_INSTRUCTION_:
Reproduce the listing below, changing every "Kindly outline" to "Please trace" and leaving everything else untouched.

_ROWS_:
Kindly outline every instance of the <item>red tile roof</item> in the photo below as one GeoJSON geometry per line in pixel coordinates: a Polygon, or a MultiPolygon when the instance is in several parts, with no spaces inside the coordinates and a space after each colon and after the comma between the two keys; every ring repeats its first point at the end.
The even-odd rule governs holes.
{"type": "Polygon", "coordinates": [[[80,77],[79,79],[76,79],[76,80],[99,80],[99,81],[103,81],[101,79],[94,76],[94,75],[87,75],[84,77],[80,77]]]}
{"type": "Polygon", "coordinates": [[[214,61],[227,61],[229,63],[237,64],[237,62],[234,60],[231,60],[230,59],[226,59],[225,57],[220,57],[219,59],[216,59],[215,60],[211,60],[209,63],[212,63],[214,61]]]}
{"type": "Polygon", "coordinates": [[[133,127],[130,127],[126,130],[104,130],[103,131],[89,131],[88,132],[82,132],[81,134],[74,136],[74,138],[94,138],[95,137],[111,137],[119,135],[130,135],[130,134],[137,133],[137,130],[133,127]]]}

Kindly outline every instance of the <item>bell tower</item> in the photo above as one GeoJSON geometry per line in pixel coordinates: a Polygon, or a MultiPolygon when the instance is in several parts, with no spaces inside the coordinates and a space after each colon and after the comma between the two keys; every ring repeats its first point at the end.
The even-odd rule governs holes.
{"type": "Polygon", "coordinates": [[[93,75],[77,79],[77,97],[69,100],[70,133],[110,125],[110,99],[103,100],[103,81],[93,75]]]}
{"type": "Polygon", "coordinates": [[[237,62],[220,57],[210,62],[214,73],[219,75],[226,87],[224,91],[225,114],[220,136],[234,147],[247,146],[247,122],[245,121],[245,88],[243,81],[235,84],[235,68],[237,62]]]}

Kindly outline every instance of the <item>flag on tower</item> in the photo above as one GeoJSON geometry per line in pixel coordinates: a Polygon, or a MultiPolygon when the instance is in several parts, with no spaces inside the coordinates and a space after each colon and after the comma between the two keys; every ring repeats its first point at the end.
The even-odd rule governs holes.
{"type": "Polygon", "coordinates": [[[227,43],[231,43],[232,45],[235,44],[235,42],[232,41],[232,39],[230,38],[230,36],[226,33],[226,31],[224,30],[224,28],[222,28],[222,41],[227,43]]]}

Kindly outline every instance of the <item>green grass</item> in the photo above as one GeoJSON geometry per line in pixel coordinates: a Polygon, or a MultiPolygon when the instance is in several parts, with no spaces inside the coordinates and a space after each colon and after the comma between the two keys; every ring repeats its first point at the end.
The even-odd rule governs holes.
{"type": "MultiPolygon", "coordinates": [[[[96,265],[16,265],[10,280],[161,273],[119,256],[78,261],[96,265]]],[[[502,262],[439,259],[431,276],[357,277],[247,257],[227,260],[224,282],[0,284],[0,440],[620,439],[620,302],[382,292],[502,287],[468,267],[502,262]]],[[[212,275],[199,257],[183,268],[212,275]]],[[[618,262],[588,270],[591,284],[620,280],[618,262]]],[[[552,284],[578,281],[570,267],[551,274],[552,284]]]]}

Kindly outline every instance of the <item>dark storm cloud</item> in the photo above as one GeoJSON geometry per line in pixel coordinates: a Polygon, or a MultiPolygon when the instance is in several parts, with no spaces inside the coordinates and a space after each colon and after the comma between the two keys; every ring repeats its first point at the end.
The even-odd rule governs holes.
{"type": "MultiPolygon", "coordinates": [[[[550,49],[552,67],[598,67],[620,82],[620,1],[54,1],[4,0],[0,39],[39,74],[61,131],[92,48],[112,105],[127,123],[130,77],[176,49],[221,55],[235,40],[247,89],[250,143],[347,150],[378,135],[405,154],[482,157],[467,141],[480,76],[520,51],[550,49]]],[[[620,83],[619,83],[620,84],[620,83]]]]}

_RESULT FOR THIS EXERCISE_:
Please trace every instance of the <item>red tile roof</item> in the photo below as one GeoJSON geometry per line in pixel coordinates: a Polygon, or a MultiPolygon when the instance is in several parts, with no spaces inside the coordinates and a space after each colon and after the comma between the two keys; every ring repeats its first point at the end.
The even-odd rule governs holes.
{"type": "Polygon", "coordinates": [[[80,77],[79,79],[76,79],[76,80],[99,80],[99,81],[103,81],[101,79],[94,76],[94,75],[87,75],[84,77],[80,77]]]}
{"type": "Polygon", "coordinates": [[[214,61],[227,61],[229,63],[237,64],[237,62],[234,60],[231,60],[230,59],[226,59],[225,57],[220,57],[219,59],[216,59],[215,60],[211,60],[209,63],[212,63],[214,61]]]}
{"type": "Polygon", "coordinates": [[[133,127],[130,127],[126,130],[104,130],[103,131],[89,131],[88,132],[82,132],[81,134],[74,136],[74,138],[94,138],[95,137],[111,137],[119,135],[130,135],[130,134],[137,133],[137,130],[133,127]]]}

Please trace every instance of the <item>bell tower</item> in the photo above as one GeoJSON geometry per line in pixel coordinates: a Polygon, or a MultiPolygon when the instance is in several parts, with no spaces inside the coordinates and a space after each colon and after the comma between the two keys; every ring repeats its first point at the end.
The even-odd rule governs holes.
{"type": "Polygon", "coordinates": [[[93,75],[77,79],[77,97],[69,100],[70,133],[110,125],[110,99],[103,100],[103,81],[93,75]]]}
{"type": "Polygon", "coordinates": [[[237,62],[220,57],[210,62],[214,73],[219,75],[226,87],[224,91],[225,114],[220,136],[234,147],[247,146],[247,122],[245,121],[245,88],[243,81],[235,84],[235,68],[237,62]]]}

Please trace every instance of the <item>flag on tower</item> in the photo above as one GeoJSON geometry per line in pixel coordinates: a Polygon, or a MultiPolygon when the instance is in several parts, with no spaces inside the coordinates and a space after each colon and after the comma between the two keys; every ring repeats its first point at the end.
The even-odd rule governs holes.
{"type": "Polygon", "coordinates": [[[227,43],[231,43],[232,45],[235,44],[235,42],[232,41],[232,39],[230,38],[230,36],[226,33],[226,31],[224,30],[224,28],[222,28],[222,41],[227,43]]]}

Please trace every instance of the <item>green grass</item> in the photo above as one GeoJSON geometry per line in pixel coordinates: a Polygon, or a MultiPolygon when the instance is in several parts, with no spaces inside the coordinates and a space after each colon and after the comma between the two keys; every ring repeats its first point at the end.
The even-odd rule governs holes.
{"type": "MultiPolygon", "coordinates": [[[[96,265],[16,265],[10,280],[161,273],[119,256],[78,261],[96,265]]],[[[502,262],[439,259],[431,276],[357,277],[247,257],[227,260],[224,282],[0,284],[0,440],[620,439],[620,302],[382,292],[502,287],[468,267],[502,262]]],[[[212,275],[199,257],[183,268],[212,275]]],[[[618,262],[588,270],[591,284],[620,280],[618,262]]],[[[552,284],[578,281],[570,267],[551,274],[552,284]]]]}

Please trace every instance of the <item>dark storm cloud</item> in the photo above as one GeoJSON geometry per line in pixel coordinates: a Polygon, or a MultiPolygon when the instance is in several parts, with no spaces inside the coordinates and a space after each colon and after the comma between the two keys; every ring repeats its first point at the end.
The even-odd rule governs holes.
{"type": "MultiPolygon", "coordinates": [[[[550,49],[552,67],[598,67],[620,82],[620,1],[54,1],[4,0],[0,39],[39,74],[61,131],[92,48],[112,105],[127,123],[130,77],[176,49],[221,55],[235,40],[247,89],[250,143],[347,150],[378,135],[405,154],[482,157],[467,141],[480,76],[520,51],[550,49]]],[[[620,83],[619,83],[620,84],[620,83]]]]}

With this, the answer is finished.